Esercizio: Trascrivi dal testo sui Walkmen il passo compreso tra "Non spenderei troppe" e "della loro discografia.", includendo entrambe le espressioni.

Testo di riferimento:
Etichetta: Ribbon Music / Domino Records

Brani: 5 AM / The Silent Orchestra / Alexandra / 11 O’Clock Friday Night / St Mary’s County / Self Pity / I Retired / I Don’t Need Anyone / Bless Your Heart / The Smallest Splinter

 

Non spenderei troppe parole per spiegare chi erano i Walkmen, mi limiterei a dire che il quintetto newyorkese ha offerto, in dieci anni di carriera, una delle più profonde e trascinanti riletture del rock’n’roll del nuovo millennio. Lo scorso anno la band ha purtroppo annunciato una pausa a tempo indefinito della propria parabola artistica, e, nel giro di pochissimo tempo, hanno risposto all’appello del debutto solista il tastierista Walter Martin, il bassista Peter Bauer e il cantante Hamilton Leithauser. Il lavoro più atteso, va da sé, era proprio quello di Leithauser, la cui voce è stata il più riconoscibile marchio di fabbrica dei Walkmen lungo i sette capitoli della loro discografia.

Dati forniti:
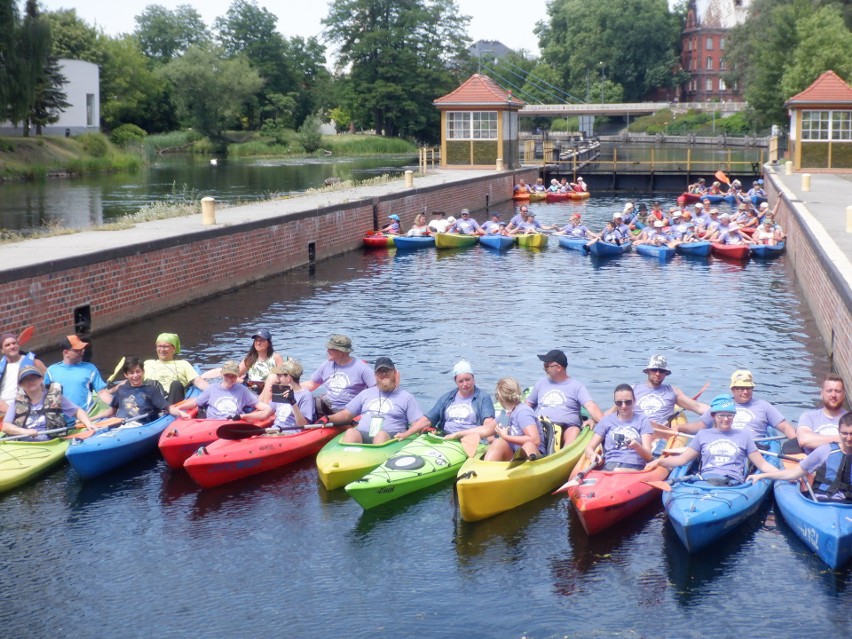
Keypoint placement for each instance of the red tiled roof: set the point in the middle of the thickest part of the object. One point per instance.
(829, 88)
(479, 90)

Svolgimento:
Non spenderei troppe parole per spiegare chi erano i Walkmen, mi limiterei a dire che il quintetto newyorkese ha offerto, in dieci anni di carriera, una delle più profonde e trascinanti riletture del rock’n’roll del nuovo millennio. Lo scorso anno la band ha purtroppo annunciato una pausa a tempo indefinito della propria parabola artistica, e, nel giro di pochissimo tempo, hanno risposto all’appello del debutto solista il tastierista Walter Martin, il bassista Peter Bauer e il cantante Hamilton Leithauser. Il lavoro più atteso, va da sé, era proprio quello di Leithauser, la cui voce è stata il più riconoscibile marchio di fabbrica dei Walkmen lungo i sette capitoli della loro discografia.